**What is required:** Return each line of the records below that contains the string "black". Treat uppercase and lowercase letters as different.

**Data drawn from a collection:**

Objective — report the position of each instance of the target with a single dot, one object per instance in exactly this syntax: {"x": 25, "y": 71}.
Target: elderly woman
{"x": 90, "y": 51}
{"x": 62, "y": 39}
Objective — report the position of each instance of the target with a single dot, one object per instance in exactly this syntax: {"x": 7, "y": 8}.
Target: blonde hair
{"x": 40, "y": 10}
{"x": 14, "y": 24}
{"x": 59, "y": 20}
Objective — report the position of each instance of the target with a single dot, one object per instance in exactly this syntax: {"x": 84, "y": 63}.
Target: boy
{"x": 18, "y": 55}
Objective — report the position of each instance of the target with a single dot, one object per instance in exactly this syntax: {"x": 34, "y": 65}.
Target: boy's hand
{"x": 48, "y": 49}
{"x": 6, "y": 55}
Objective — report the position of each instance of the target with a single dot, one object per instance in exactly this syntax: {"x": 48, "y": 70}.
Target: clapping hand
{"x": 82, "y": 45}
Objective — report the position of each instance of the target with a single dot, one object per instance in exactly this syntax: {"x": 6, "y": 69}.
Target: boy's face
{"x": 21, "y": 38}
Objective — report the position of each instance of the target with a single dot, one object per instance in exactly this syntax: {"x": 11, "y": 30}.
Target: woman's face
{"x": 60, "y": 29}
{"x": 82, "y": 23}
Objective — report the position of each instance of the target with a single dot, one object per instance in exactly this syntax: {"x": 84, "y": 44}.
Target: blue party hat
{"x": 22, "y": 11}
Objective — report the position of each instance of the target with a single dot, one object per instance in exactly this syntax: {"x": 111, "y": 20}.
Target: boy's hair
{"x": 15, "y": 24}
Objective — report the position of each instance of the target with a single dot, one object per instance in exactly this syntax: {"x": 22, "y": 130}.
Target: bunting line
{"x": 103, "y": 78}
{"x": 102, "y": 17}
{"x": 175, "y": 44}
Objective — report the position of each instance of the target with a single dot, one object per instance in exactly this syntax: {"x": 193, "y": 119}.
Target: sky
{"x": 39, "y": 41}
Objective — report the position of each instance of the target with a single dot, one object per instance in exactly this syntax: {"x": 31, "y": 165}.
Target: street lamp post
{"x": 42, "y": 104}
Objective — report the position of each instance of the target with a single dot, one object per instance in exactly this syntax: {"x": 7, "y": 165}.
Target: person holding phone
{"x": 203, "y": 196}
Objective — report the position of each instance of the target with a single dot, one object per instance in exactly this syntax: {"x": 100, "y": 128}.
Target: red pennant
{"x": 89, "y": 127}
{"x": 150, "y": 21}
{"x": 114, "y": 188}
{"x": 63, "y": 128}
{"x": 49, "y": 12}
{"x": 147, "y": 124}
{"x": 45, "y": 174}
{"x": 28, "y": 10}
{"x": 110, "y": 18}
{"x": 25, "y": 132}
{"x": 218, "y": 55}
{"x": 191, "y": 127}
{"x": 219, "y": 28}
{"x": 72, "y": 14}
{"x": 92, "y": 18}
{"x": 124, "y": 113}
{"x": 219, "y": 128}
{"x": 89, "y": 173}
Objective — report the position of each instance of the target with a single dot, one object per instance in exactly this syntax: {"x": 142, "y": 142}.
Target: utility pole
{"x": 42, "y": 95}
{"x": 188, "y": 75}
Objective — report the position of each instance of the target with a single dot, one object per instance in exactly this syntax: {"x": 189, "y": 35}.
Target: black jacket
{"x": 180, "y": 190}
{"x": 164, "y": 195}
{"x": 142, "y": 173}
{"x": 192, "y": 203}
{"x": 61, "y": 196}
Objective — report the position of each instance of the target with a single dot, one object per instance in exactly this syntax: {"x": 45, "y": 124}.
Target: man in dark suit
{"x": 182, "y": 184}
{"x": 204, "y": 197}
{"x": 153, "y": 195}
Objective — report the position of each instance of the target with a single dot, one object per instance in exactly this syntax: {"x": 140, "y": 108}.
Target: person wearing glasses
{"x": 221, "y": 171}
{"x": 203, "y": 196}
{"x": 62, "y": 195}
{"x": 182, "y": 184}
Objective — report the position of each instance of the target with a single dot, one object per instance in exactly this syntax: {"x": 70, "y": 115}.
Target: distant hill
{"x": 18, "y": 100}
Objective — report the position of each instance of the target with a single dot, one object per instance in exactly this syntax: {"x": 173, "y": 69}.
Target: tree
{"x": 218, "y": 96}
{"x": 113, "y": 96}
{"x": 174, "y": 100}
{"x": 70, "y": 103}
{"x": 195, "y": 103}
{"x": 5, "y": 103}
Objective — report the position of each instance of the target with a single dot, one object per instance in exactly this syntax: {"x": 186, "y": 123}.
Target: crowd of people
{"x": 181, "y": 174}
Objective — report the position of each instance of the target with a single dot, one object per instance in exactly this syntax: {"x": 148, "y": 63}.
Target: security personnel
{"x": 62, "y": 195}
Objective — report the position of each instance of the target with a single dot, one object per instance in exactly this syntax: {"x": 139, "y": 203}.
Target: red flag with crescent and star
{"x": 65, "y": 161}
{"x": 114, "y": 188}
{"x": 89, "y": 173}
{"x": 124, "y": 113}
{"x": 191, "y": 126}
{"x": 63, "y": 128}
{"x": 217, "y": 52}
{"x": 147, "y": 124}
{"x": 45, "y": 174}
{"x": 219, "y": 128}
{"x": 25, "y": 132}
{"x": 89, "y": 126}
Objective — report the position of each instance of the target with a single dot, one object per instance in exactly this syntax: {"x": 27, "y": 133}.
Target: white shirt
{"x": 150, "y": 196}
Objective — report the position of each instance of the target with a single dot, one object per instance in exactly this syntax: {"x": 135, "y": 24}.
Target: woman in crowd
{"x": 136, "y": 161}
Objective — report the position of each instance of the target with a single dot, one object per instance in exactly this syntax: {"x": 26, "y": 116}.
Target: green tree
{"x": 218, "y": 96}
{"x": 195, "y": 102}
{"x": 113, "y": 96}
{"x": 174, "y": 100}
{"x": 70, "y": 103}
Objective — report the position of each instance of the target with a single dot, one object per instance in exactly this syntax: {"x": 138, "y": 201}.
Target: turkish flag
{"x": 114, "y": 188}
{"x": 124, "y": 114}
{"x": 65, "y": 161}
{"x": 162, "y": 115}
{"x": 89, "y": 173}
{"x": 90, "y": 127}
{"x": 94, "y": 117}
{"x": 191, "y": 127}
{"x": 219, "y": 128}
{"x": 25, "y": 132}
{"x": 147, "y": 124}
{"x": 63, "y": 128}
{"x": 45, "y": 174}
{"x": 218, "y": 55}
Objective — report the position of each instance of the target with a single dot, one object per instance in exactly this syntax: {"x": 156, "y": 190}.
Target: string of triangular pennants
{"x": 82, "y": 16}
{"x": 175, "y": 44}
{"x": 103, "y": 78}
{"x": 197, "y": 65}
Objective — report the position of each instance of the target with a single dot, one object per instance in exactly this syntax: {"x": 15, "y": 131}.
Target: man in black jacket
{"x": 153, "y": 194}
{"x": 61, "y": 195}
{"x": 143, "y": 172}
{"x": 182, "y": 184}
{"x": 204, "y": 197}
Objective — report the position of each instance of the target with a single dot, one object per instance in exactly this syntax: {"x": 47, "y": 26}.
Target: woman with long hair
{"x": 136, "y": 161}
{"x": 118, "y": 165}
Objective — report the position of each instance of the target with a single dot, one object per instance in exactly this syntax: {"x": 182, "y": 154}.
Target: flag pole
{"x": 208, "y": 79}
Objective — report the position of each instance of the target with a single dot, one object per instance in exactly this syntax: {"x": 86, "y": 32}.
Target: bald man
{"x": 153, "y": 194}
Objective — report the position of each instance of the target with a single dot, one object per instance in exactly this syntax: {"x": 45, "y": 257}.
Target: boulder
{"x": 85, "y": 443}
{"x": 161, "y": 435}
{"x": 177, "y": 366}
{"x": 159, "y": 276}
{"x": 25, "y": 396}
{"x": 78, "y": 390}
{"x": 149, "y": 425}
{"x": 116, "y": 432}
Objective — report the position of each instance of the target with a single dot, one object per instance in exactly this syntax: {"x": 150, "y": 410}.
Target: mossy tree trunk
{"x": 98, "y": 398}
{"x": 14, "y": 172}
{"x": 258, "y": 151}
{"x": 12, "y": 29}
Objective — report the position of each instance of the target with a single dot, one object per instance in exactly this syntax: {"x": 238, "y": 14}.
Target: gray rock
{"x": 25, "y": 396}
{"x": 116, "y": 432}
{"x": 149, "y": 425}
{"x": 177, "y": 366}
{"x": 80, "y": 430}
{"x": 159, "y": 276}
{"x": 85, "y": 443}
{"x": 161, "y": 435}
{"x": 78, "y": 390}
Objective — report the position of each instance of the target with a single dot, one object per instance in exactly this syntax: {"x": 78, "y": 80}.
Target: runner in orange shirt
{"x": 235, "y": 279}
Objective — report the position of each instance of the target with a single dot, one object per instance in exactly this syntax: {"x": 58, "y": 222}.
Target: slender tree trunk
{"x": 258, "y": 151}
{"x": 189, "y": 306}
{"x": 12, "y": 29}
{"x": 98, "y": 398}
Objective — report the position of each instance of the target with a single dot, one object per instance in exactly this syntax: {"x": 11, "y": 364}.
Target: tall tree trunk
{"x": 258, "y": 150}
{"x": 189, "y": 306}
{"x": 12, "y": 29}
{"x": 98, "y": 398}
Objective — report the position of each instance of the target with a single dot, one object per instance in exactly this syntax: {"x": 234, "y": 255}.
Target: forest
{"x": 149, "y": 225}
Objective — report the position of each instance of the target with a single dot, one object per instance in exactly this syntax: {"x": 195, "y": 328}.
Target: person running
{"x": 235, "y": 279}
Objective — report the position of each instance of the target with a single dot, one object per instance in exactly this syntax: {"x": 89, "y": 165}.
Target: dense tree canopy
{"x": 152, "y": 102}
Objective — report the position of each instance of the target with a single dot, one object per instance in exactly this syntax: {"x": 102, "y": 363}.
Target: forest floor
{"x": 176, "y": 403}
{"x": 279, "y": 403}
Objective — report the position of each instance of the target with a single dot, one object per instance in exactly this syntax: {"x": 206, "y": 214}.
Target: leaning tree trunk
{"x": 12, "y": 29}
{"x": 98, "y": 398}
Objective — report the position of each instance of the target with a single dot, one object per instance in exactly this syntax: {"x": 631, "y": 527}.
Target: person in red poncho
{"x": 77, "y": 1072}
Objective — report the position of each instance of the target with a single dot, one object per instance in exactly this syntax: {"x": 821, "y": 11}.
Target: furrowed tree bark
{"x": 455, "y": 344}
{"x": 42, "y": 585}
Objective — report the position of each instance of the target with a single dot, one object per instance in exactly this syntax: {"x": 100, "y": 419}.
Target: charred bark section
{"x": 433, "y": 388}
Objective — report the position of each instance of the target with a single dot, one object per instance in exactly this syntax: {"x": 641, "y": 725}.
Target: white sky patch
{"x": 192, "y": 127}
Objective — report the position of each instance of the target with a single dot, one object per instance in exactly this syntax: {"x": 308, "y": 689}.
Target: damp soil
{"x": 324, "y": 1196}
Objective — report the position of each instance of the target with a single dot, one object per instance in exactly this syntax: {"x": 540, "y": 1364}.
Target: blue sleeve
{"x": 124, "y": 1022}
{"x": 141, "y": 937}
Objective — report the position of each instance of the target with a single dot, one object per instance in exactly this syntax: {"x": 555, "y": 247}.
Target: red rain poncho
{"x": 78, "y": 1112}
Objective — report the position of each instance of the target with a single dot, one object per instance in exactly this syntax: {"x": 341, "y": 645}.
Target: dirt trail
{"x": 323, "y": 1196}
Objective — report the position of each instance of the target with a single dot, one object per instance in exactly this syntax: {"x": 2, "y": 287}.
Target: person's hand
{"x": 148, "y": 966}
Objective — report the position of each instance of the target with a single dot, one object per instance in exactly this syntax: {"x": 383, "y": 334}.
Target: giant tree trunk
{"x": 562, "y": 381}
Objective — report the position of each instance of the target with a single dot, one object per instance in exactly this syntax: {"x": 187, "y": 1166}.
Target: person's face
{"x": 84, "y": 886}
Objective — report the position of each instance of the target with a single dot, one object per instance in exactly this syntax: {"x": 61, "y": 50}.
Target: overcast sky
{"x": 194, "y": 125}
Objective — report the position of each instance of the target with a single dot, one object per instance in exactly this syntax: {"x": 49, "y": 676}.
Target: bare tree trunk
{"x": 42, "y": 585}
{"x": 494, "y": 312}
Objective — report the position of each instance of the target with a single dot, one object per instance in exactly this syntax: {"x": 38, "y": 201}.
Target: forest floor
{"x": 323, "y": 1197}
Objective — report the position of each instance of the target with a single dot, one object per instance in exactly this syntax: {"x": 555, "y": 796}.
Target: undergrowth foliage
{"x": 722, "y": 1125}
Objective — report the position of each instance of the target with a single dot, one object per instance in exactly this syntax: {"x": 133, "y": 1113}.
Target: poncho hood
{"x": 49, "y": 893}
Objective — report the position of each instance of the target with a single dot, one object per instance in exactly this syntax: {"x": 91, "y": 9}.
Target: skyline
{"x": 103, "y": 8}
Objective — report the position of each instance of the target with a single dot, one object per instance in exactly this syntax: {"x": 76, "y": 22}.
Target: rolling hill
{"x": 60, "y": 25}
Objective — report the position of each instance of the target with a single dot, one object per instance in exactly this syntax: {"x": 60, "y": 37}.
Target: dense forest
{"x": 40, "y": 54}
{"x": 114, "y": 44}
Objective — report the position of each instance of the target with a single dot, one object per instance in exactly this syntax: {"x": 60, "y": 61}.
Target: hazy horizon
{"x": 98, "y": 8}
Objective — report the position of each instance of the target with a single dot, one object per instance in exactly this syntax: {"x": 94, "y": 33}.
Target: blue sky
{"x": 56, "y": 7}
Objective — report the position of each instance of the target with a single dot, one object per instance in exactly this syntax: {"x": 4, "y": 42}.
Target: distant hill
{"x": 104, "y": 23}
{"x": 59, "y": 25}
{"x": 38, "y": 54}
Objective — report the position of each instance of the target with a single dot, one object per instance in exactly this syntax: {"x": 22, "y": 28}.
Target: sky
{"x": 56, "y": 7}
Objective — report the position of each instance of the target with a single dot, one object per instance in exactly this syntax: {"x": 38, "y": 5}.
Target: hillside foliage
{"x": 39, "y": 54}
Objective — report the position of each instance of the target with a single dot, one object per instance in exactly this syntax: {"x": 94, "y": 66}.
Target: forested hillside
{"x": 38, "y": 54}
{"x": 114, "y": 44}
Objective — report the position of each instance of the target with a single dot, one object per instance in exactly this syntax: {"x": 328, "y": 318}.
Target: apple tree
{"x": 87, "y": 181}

**Output below:**
Target: black jacket
Target: man in black jacket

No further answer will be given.